**AIM OF THE TASK:** From the search-engine disclosure text, reproduce the passage starting at "Among the five" and ending at "of Consumer Reports WebWatch.", swapping "fainter" for "dimmer".

----- EXTRACTED TEXT

Consumer advocates, search-engine marketers and representatives of the engines themselves debated that question during a Consumer Reports WebWatch conference held here on Thursday, and their answers varied widely.

Consumer groups called for more disclosure about paid listings, while others in the search-engine industry turned the spotlight on less-visible practices used to rank high in results. But most agreed that trust is critical to search engines and that those that follow the most credible practices will win over consumers.

"People are using search engines for everything," said Jorgen Wouters, a consultant for Consumer Reports WebWatch. "Consumers have a right to know if they're receiving unbiased information or if someone is paying for it."

As part of the conference, Consumer Reports WebWatch released its latest search disclosure study in which it found that eight of the 15 most visited search sites have made their disclosures about so-called sponsored links less visible to consumers.
Headings labeling sponsored links, which are advertisements sold in an auction model and paid based on the number of clicks, have largely gone from bold colors to more dull designs since the time of the group's last report in November. Meanwhile, those sites using paid inclusion, where a Web site pays a search engine to be part of its index, continue to provide little disclosure, the report found.

Among the five major search sites—Google Inc., Yahoo Inc., MSN, America Online Inc. and Ask Jeeves Inc.—Yahoo and Ask Jeeves were cited for making their headings fainter and their disclosure statements harder to find.

"If you want to call attention to something on a page you put headline above it, [but] you don't make it smaller and more faint," said Beau Brendler, director of Consumer Reports WebWatch.

Yahoo also received the most criticism about its paid inclusion program, since it is the only engine among the top five to still use the practice, and because one way it charges included sites is based on the number of clicks on their listings.

While consumer advocates focused on paid inclusion programs and how well search engines disclose their ads, many of the search-engine marketers said that other issues are having a bigger influence on the search results.

All search consumers need to realize that search results—both paid listings and the organic results returned through algorithms—are being influenced, said Dana Todd, an executive vice president and search marketer for SiteLab International Inc.

Marketers are willing to pay search-engine optimization and marketing firms to help rank higher in search results. And if search engines offer ways to buy ads or be included in their results, marketers will pay, she said.

"I'd happily buy everything out there," said Todd, who is also president of the Search Engine Marketing Professional Organization. "That's my job … There is going to have to be a balance, and we can't be so naive as to say that there isn't money be exchanged."

Even for engines like Google, which have strict policies against paid inclusion, sites are finding ways to game the results.

Dan Thies, president of search-keyword researcher SEO Research Labs, explained examples where more obscure search terms return what he called "keyword driftnets." Those are sites packed with specific keywords that appear designed to draw people to click on syndicated ads from Google's program for Web publishers, called AdSense.

"I wonder if it isn't time for search engines to start saying that they can be gamed by scammers, and so can you," Thies said.

----------
----- RECORDED DATA

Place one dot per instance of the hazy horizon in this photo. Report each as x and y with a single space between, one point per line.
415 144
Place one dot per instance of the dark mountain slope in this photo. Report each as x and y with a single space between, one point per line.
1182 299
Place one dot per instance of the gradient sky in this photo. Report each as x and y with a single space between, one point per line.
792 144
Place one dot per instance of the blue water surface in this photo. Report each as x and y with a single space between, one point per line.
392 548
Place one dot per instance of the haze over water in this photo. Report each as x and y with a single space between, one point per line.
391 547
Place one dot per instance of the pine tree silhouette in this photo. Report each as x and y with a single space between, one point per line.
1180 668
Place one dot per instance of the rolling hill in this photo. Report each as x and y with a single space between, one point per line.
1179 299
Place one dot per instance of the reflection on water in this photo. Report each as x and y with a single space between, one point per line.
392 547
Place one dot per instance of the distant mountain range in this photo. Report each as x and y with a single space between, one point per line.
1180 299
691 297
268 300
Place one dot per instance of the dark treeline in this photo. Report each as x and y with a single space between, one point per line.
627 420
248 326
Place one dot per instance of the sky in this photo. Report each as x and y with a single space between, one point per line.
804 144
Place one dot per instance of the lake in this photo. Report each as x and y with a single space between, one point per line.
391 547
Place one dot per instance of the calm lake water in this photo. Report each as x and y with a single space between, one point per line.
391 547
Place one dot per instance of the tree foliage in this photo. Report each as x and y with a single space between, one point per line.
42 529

----------
----- RECORDED DATA

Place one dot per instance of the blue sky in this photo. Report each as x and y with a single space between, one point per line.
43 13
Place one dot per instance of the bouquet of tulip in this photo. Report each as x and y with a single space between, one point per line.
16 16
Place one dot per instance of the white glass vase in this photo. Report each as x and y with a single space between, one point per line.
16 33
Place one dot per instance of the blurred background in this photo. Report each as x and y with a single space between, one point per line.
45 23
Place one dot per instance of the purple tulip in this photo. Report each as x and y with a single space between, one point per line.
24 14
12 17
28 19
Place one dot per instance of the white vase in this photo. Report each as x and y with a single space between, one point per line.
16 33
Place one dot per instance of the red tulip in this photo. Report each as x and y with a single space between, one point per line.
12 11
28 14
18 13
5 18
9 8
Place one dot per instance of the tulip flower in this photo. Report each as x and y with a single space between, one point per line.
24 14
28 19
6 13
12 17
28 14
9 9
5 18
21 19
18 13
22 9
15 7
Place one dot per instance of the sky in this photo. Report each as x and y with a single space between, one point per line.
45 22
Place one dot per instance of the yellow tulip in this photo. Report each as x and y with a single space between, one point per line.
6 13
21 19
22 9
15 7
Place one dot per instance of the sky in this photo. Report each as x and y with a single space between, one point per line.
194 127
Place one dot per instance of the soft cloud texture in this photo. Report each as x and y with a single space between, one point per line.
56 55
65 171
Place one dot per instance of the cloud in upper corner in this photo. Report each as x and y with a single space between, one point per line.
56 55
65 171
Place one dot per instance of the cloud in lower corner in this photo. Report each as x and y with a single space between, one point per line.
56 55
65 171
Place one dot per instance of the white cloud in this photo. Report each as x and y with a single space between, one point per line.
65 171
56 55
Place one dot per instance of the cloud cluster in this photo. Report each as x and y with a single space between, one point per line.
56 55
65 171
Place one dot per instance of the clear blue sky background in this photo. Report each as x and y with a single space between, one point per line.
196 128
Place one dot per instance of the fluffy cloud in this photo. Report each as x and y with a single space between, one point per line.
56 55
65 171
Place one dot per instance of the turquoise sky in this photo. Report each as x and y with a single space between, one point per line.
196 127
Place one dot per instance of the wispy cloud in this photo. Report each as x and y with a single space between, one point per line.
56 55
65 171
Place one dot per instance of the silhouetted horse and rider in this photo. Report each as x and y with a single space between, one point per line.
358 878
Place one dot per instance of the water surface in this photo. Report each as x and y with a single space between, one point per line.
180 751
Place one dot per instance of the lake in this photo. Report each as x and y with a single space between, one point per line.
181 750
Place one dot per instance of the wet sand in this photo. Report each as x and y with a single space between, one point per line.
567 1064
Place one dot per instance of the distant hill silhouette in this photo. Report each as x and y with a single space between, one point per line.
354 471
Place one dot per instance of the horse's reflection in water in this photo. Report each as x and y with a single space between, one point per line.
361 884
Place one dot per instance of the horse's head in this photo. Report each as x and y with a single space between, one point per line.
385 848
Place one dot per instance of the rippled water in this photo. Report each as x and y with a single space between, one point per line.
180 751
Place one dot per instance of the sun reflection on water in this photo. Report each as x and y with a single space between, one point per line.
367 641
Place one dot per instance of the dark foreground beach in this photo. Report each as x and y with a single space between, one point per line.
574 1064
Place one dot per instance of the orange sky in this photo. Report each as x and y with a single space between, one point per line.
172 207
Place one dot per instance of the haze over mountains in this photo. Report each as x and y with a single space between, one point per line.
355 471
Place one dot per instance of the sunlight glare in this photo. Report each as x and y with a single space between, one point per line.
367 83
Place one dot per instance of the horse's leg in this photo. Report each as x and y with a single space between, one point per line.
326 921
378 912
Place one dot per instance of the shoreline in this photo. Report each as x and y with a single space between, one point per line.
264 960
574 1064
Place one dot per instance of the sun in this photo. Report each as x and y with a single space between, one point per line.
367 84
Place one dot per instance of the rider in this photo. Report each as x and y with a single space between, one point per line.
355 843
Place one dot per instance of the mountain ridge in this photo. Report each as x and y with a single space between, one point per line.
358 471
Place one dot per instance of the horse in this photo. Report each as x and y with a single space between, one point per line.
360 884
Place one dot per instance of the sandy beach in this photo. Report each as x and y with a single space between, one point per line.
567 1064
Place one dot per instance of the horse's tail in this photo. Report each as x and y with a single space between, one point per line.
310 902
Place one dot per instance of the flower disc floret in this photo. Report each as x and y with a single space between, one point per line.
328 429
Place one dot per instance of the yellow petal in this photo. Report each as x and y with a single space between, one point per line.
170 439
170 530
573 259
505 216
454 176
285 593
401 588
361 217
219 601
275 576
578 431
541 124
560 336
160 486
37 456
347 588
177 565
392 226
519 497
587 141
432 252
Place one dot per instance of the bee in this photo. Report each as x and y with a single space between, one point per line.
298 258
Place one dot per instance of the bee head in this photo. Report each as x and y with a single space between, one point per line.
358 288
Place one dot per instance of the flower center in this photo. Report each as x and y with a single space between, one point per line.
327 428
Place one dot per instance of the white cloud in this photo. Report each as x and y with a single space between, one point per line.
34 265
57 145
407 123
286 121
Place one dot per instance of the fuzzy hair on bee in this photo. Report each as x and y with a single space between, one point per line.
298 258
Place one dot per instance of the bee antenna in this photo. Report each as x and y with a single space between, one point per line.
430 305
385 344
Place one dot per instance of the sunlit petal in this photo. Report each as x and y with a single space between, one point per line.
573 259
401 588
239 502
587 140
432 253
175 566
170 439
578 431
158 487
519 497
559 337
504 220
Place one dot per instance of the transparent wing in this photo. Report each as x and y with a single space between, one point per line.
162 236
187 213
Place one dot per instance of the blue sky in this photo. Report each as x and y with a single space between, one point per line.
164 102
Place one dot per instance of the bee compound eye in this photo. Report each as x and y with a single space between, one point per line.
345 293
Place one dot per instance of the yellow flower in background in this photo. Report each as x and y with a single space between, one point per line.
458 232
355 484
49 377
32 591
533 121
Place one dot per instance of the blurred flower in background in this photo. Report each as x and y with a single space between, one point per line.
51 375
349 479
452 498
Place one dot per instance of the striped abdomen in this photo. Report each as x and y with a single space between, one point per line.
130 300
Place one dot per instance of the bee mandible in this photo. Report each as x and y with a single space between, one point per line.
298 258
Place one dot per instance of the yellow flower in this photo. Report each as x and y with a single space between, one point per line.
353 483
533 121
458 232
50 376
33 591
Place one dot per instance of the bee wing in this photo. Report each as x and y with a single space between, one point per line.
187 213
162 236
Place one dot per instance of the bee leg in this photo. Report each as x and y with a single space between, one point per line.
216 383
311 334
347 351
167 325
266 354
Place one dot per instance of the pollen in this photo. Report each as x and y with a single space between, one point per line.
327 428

----------
----- RECORDED DATA

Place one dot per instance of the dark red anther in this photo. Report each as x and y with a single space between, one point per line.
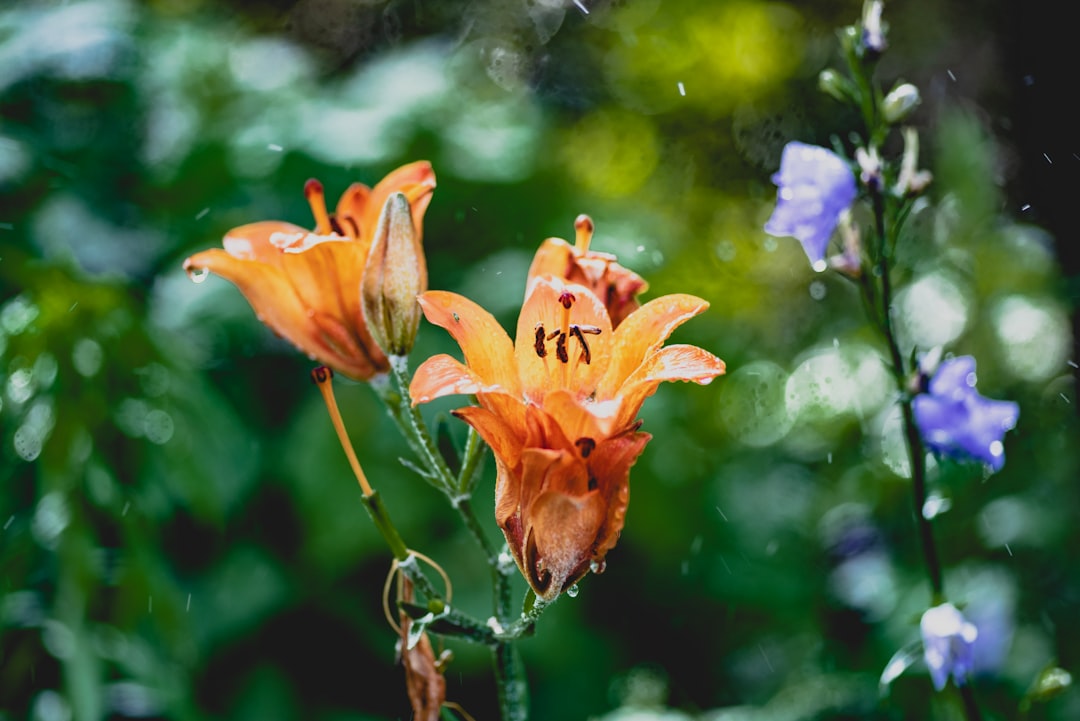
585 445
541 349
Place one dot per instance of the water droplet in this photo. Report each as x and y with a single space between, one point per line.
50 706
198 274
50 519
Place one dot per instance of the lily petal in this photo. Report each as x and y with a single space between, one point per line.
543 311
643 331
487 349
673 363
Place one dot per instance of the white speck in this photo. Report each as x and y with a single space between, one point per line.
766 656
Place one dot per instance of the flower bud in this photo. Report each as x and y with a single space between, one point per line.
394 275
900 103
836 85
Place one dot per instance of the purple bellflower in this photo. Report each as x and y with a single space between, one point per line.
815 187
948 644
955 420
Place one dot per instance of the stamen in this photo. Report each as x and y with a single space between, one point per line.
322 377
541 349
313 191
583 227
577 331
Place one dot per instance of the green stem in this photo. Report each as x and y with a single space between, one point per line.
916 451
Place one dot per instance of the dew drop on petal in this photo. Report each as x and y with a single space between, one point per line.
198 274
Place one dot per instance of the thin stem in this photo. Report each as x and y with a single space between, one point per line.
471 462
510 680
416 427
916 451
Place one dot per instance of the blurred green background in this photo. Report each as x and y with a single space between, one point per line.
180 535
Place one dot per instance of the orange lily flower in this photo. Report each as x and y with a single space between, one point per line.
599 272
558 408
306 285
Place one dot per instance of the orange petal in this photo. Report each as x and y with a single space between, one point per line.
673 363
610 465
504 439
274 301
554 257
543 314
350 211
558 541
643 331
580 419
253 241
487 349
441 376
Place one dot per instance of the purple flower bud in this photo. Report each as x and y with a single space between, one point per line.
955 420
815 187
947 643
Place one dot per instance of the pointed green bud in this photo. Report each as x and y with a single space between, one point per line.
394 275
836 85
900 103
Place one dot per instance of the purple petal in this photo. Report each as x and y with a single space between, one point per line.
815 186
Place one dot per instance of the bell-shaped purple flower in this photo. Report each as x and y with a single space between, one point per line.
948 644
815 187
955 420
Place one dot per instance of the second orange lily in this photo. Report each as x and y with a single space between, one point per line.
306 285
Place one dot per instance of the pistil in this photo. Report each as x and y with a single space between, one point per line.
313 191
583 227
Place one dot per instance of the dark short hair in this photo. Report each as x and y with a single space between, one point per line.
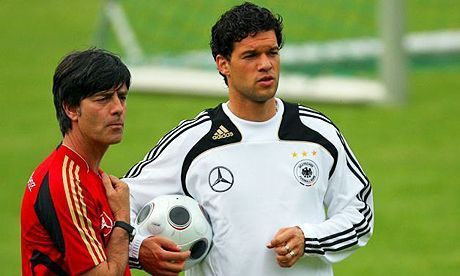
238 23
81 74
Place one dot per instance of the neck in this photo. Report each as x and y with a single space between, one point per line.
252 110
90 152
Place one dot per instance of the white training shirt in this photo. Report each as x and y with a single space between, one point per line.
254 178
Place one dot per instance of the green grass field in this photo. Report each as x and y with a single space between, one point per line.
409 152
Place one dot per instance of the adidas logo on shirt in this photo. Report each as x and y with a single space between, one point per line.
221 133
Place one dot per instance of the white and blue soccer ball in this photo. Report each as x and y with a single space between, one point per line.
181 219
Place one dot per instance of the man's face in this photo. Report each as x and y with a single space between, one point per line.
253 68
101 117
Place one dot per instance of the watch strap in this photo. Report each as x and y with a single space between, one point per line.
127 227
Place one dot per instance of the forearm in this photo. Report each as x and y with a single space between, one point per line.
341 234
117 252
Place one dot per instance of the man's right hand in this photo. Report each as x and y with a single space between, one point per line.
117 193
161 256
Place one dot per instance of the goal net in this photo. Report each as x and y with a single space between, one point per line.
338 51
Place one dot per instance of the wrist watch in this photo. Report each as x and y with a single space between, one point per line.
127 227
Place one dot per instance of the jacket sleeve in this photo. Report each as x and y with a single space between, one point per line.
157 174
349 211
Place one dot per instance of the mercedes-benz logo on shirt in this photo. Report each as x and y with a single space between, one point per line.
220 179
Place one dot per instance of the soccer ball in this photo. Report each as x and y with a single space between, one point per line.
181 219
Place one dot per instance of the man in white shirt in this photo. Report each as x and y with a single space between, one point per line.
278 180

----------

**WRITTEN SOLUTION:**
Among the five major search sites—Google Inc., Yahoo Inc., MSN, America Online Inc. and Ask Jeeves Inc.—Yahoo and Ask Jeeves were cited for making their headings dimmer and their disclosure statements harder to find.

"If you want to call attention to something on a page you put headline above it, [but] you don't make it smaller and more faint," said Beau Brendler, director of Consumer Reports WebWatch.